_WRITTEN PROBLEM_
In the records below, edit the part that opens with the line containing "promontory in this photo." and continues through the end of the records: replace "rocky promontory" with "rocky headland" and leave everything else unchanged. Give back only that part.

_SOURCE DATA_

%%

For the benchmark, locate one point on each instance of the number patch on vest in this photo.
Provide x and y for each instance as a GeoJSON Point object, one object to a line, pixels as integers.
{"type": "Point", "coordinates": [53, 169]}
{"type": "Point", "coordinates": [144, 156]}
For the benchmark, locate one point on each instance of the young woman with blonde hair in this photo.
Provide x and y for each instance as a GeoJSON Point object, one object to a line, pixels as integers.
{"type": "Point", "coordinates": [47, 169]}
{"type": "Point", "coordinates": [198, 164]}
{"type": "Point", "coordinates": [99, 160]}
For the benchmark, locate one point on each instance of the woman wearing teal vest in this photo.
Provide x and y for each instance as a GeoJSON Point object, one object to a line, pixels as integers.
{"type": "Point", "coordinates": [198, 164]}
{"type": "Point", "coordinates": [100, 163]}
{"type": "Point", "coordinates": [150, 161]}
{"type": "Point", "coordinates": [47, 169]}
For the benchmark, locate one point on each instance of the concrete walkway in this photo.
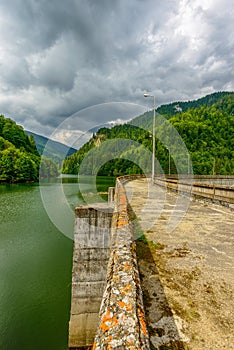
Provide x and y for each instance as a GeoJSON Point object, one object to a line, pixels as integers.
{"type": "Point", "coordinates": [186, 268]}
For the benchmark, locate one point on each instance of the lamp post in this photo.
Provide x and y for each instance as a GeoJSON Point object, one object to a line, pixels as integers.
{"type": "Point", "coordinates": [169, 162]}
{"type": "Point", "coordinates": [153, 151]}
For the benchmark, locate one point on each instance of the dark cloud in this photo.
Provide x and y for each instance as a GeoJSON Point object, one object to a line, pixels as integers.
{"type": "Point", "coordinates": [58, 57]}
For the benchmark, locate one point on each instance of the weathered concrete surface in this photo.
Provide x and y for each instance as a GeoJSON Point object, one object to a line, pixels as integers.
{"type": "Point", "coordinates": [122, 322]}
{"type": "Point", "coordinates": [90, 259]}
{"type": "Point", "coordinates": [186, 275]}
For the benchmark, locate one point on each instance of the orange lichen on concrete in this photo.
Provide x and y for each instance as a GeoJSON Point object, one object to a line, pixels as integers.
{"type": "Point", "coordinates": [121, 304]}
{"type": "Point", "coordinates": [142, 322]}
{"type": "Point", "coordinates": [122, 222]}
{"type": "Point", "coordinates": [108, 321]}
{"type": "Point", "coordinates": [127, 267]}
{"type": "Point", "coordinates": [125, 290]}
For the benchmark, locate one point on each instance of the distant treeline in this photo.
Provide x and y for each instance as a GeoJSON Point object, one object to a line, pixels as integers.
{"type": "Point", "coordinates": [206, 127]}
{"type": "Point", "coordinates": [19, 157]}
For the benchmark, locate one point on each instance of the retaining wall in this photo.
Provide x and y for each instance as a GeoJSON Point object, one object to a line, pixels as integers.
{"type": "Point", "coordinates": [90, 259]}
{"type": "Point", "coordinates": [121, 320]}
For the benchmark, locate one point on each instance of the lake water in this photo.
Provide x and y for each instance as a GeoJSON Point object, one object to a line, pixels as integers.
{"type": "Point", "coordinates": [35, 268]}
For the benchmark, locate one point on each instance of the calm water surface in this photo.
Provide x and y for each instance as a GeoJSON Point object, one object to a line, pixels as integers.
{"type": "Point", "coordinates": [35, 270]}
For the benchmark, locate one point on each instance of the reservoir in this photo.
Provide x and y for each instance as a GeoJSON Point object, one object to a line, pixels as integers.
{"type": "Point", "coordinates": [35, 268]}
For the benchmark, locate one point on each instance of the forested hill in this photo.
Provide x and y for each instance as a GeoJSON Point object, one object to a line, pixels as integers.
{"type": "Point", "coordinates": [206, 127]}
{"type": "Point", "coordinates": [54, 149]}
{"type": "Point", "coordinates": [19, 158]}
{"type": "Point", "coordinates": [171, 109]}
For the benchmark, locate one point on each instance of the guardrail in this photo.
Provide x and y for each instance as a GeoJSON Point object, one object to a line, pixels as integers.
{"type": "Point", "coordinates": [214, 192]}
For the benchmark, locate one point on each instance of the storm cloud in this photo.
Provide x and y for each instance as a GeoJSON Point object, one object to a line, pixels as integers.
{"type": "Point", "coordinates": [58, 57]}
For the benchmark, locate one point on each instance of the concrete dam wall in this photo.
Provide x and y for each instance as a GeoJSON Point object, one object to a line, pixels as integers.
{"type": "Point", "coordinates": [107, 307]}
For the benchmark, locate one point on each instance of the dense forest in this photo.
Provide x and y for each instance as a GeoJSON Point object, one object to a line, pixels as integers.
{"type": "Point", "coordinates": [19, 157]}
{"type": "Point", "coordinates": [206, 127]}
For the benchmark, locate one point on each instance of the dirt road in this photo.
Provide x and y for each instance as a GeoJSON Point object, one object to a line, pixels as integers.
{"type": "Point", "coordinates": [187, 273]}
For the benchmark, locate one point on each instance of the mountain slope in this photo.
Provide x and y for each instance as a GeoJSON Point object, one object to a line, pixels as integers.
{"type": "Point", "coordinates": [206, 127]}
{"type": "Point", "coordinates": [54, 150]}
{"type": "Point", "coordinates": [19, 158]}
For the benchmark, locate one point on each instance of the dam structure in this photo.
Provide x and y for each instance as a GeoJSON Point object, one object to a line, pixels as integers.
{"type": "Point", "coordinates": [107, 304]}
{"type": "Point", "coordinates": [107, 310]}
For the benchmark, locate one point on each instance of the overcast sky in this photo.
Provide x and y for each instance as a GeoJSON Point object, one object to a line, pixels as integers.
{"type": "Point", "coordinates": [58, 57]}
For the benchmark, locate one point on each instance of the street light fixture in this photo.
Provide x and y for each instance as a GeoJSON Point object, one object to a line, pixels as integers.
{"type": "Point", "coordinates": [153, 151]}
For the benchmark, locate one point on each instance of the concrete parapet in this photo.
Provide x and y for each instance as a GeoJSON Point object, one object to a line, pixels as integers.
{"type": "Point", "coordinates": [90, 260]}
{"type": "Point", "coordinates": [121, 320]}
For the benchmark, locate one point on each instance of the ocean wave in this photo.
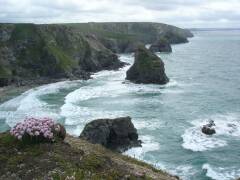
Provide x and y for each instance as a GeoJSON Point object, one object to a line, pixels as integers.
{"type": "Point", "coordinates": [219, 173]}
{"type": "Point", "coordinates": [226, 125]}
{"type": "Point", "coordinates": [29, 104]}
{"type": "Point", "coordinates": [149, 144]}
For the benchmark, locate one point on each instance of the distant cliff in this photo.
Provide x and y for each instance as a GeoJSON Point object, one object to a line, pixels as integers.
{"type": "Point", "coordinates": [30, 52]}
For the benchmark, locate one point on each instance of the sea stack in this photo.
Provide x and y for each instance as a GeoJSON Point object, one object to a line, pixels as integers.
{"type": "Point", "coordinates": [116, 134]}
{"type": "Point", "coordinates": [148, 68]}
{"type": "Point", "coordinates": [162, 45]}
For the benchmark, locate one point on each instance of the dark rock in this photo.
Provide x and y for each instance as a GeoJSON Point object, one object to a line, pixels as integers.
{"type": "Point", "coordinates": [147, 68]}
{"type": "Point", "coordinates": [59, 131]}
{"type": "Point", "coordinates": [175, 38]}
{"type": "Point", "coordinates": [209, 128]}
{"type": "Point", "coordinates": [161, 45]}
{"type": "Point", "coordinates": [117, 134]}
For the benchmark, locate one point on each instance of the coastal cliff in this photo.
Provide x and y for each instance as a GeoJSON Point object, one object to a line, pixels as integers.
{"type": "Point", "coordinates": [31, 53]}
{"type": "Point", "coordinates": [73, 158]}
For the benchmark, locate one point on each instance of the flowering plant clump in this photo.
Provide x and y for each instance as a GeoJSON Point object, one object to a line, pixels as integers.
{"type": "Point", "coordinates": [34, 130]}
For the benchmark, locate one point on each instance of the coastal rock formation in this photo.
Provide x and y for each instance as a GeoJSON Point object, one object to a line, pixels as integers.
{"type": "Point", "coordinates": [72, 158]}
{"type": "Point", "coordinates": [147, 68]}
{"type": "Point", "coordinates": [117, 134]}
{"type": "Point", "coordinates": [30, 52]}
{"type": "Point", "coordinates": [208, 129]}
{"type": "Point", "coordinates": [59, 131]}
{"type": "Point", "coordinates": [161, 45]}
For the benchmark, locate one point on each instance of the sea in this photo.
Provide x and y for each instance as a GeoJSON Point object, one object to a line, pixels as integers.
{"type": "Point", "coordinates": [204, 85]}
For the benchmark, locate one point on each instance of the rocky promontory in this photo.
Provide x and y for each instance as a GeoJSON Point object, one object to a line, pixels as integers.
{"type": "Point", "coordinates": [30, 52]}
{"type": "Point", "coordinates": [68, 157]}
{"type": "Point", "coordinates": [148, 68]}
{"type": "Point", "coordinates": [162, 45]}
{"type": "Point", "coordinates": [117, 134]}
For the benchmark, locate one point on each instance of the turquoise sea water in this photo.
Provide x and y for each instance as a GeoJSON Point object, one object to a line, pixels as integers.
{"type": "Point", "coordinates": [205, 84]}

%%

_WRITTEN SOLUTION_
For the benchmark, locate one point on each instance of the rocky headland in this photo.
Provide x and y for each instance as a GeoJSON Point object, one object to a line, pixels as integers.
{"type": "Point", "coordinates": [30, 52]}
{"type": "Point", "coordinates": [68, 157]}
{"type": "Point", "coordinates": [148, 68]}
{"type": "Point", "coordinates": [162, 45]}
{"type": "Point", "coordinates": [117, 134]}
For the benchmark, locate one point on each instance of the turquoise sea water in this photo.
Provide x and y for each instance as a GeoJSON Point object, one object to a line, pixels as integers.
{"type": "Point", "coordinates": [205, 84]}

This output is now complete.